SELECTED EXTRACT ->
###
It had been very difficult in our hurried departure from home to learn just what was necessary for living in such an out-of-the-way place; and, as we only looked forward to a stay of one winter, we took nothing for housekeeping purposes, thinking that we should probably board at some hotel perhaps-suggestive of the idea we had of the Dry Tortugas.

We soon concluded that, however primitive it might be, a home of our own would be preferable, so went shopping at the one store outside the walls. The winds had blown up sand until there was an acre perhaps stretched along the moat outside the seawall; and on this atom of land was the store, mess-hall for the workmen, carpenter-shop and a long building where the men slept, and further along the edge of the sand stood the Engineer Hospital, where it was always cool and breezy.

The store was for the accommodation of the men, and contained a medley of things. Here we bought a stove and enough of the necessities to start our primitive housekeeping.
###
GIVEN ENTRIES ->
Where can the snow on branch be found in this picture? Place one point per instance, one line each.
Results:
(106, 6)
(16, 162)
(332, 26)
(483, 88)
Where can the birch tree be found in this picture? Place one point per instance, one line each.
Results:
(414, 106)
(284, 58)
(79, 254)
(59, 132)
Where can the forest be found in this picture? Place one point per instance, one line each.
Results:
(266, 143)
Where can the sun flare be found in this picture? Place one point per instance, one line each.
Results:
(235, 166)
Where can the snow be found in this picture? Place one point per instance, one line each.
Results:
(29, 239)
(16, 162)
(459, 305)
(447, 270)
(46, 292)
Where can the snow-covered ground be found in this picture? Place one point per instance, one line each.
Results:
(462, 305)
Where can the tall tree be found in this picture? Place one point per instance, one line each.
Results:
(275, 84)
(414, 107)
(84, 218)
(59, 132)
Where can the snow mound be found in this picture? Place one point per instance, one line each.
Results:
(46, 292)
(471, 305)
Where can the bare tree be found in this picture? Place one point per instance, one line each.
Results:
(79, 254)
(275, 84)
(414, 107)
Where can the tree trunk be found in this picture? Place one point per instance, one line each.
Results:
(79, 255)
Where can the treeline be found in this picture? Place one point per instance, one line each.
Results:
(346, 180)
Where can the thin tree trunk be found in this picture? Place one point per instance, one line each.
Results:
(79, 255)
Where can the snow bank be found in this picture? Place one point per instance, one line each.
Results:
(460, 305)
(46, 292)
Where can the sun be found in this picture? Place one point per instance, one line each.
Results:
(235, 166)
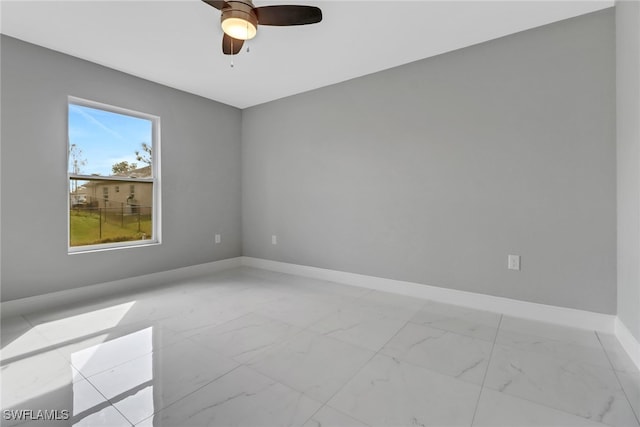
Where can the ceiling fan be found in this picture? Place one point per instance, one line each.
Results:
(240, 19)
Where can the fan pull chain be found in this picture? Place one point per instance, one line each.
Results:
(247, 39)
(231, 52)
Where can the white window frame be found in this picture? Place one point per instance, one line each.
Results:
(154, 180)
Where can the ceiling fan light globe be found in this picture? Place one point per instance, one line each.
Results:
###
REQUIRED TASKS ->
• 1. According to the Dry Tortugas passage, what did the writer and companions buy at the store outside the walls?
• 2. Continue the Dry Tortugas passage, picking up right after its last sentence.

PER-TASK OUTPUTS ->
• 1. A stove and enough of the necessities to start their primitive housekeeping.

• 2.
We had some tables made by the island carpenter, a bedstead, also a rocking-chair, that must be in existence now judging from its strength and durability. There was always a mystery about its rocking power, which my kindly feeling for the carpenter prevented questioning. It was not a frisky piece of furniture that made one feel in danger of tipping over, but tall, staid and dignified, requiring some effort to tilt it. The length of the rockers suggested the long swing of a hammock, so that one started off with anticipation of a restful enjoyment; but these anticipations were soon dispelled by its little tilt forward and very sudden termination of the backward swing, causing the occupant to look around for the obstruction, when, seeing nothing, the impetus would be given again with a little more energy. After several such unsuccessful attempts we came to the conclusion that it was its own peculiar way of rocking; and the mystery was never solved why such a wonderful length of rockers produced so few rocks; but we managed to obtained unqualified comfort from it, and some quiet amusement when strangers attempted it.

We finally began housekeeping with an old colored woman as cook and a boy as waiter. The former was a character, a slave of a Mrs. Fogarty, who kept the mess-hall and who loaned her to me until my cook, a certain Aunt Rachel, could come from her master at Key West.

The latter was evidently held in great veneration by the colored people; and I was considered very fortunate in securing her. She was a famous cook and the wife of Bill King, the cook of the schooner Tortugas.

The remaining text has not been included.